* _Metin Bölümü_:
--- --- ---

حزب التحرير
Hizb-ut Tahrir
Merkezî Medya Ofisi
No: HT-BA-2024-MB-TR-42 |
H. 12 Cumâde’l Ûlâ 1446 M. Perşembe, 14 Kasım 2024 |
Riyad Zirvesi Müslümanların Yöneticilerinin Gazze ve Lübnan’a İhanetlerinin Bir Kanıtıdır
400 günü aşkın bir süredir gaspçı Yahudi varlığı, Gazze halkımıza karşı İkinci Dünya Savaşı’ndan bu yana benzeri görülmemiş bir soykırım savaşı yürütmektedir. Gazze’den sonra Lübnan’da da katliamlar ve yıkımlar gerçekleştirmektedir. İşte tüm bu olayların ardından Müslümanların yöneticileri, Riyad’da “olağanüstü” olarak adlandırdıkları bir zirvede bir araya geldiler. Ancak bu zirvede aldıkları zayıf kararlar, ihanetle eşdeğerdir.
Zirvede Filistin halkına her türlü siyasi ve diplomatik desteğin yanı sıra uluslararası koruma sağlanmasını talep ettiler. BM Güvenlik Konseyi’ne Gazze’de ateşkesin sağlanması için bağlayıcı bir karar alınması ve Yahudi varlığına silah ihracatının veya transferinin yasaklanması çağrısında bulundular. Ancak bu talepler ve çağrıların yazıldıkları kağıttan bile değersizdir. Nasıl değersiz olmasın ki? Zira yetersiz taleplerini hayata geçirmek için hiçbir plan ve eylem ortaya koymamışlardır. Bu talepler, sıradan bir halk protestosunda dillendirilen taleplerle aynıdır hatta etki açısından daha düşük düzeydedir. Çünkü gösterilerde atılan sloganlar, sokakları ve meydanları inletmekte, sömürgeci ülkelerin bazı karar alıcılarını rahatsız edebilmektedir. Buna karşın zirvede dile getirilen talepler, sesi dışarıya vermeyen duvarlarla çevrili salonda hapsolmuş sözlerden öteye geçmemektedir.

--- --- ---

* _Veri Bölümü_:

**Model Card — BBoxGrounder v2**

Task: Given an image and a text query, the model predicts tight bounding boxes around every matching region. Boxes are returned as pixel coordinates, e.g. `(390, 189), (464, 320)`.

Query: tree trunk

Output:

--- --- ---

* _Görev 1_:
Riyad Zirvesi metninden "Zirvede Filistin halkına" ile başlayıp "sözlerden öteye geçmemektedir." ifadesine kadar süren kısmı olduğu gibi yazdır.
* _Görev 2_:
Riyad Zirvesi metnine göre Müslümanların yöneticileri Riyad'da toplandıkları zirveyi ne olarak adlandırmış?

* _Doğru Sonuç 1_:
Zirvede Filistin halkına her türlü siyasi ve diplomatik desteğin yanı sıra uluslararası koruma sağlanmasını talep ettiler. BM Güvenlik Konseyi’ne Gazze’de ateşkesin sağlanması için bağlayıcı bir karar alınması ve Yahudi varlığına silah ihracatının veya transferinin yasaklanması çağrısında bulundular. Ancak bu talepler ve çağrıların yazıldıkları kağıttan bile değersizdir. Nasıl değersiz olmasın ki? Zira yetersiz taleplerini hayata geçirmek için hiçbir plan ve eylem ortaya koymamışlardır. Bu talepler, sıradan bir halk protestosunda dillendirilen taleplerle aynıdır hatta etki açısından daha düşük düzeydedir. Çünkü gösterilerde atılan sloganlar, sokakları ve meydanları inletmekte, sömürgeci ülkelerin bazı karar alıcılarını rahatsız edebilmektedir. Buna karşın zirvede dile getirilen talepler, sesi dışarıya vermeyen duvarlarla çevrili salonda hapsolmuş sözlerden öteye geçmemektedir.

* _Doğru Sonuç 2_:
"Olağanüstü" zirve olarak adlandırmışlar.